[START OF Records to use]

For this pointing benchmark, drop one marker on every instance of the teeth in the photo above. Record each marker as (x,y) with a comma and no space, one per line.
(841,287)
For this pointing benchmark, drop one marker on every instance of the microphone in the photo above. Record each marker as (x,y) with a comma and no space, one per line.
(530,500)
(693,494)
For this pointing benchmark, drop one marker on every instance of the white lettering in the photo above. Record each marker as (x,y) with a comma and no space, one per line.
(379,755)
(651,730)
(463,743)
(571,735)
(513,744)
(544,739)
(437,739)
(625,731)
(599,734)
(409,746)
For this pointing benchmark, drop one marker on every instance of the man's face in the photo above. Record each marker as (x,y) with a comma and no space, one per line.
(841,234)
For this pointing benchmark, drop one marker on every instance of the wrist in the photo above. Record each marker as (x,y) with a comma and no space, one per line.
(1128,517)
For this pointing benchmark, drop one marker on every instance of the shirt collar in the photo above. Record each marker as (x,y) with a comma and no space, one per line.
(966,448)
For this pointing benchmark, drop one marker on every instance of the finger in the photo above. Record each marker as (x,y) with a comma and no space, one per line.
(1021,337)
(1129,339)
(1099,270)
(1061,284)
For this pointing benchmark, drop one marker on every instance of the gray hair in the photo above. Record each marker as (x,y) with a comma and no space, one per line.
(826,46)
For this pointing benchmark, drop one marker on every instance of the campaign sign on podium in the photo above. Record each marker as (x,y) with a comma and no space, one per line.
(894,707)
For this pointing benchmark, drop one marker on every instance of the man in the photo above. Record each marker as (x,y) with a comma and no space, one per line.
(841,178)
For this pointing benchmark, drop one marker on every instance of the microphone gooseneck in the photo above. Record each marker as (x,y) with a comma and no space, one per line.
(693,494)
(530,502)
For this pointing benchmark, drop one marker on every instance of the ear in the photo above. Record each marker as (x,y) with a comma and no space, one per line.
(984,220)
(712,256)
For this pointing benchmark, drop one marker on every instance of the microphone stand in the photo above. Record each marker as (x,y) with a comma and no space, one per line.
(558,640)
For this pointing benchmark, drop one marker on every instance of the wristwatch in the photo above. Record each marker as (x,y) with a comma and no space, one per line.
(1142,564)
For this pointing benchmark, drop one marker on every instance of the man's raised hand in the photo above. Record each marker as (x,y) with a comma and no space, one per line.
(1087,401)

[END OF Records to use]

What is required: Everything from the line containing "of the gray" to the end of the records must be written out exactly; include both of those lines and no others.

Finished task:
For this pointing benchmark, drop one marker on every instance of the gray hair in the photo above. Record each marker as (x,y) with a comma and no space, one per line.
(826,46)
For this pointing benchmark, drop one marker on every instance of the campaign sign on podium in the photo above. Record each marker as (x,y) with a comma and no space, one per line.
(894,707)
For this pointing benchmark, drop one marker on every instance of the man in the photo above. Record each marker as (x,y) with a comma and no space, one per line.
(841,178)
For this pointing benchmark, drop one marker on every instance of the microphone gooseneck in the photo above. Record each marker as (x,y) with a comma and no space, one per line.
(693,494)
(530,502)
For this pointing benchmark, drop one marker on every instance of the ear in the photo above. Record each marker as (x,y) with a comma and no space, one per line.
(984,220)
(712,256)
For this pointing benchmark, drop one marker on every instance of the microphone stand in the photo above. Record each marker as (x,y) with a comma and no space, one per line.
(558,640)
For this pointing benchmark, drop one marker on every instance of the wristwatch in the photo above. Record each marker as (x,y) with a comma and no space, one per line.
(1142,564)
For this pointing benchmark, drop one marker on every instance of the man's raised hand in the photo above. Record each marker as (x,y) with a comma and no space, one per line.
(1087,401)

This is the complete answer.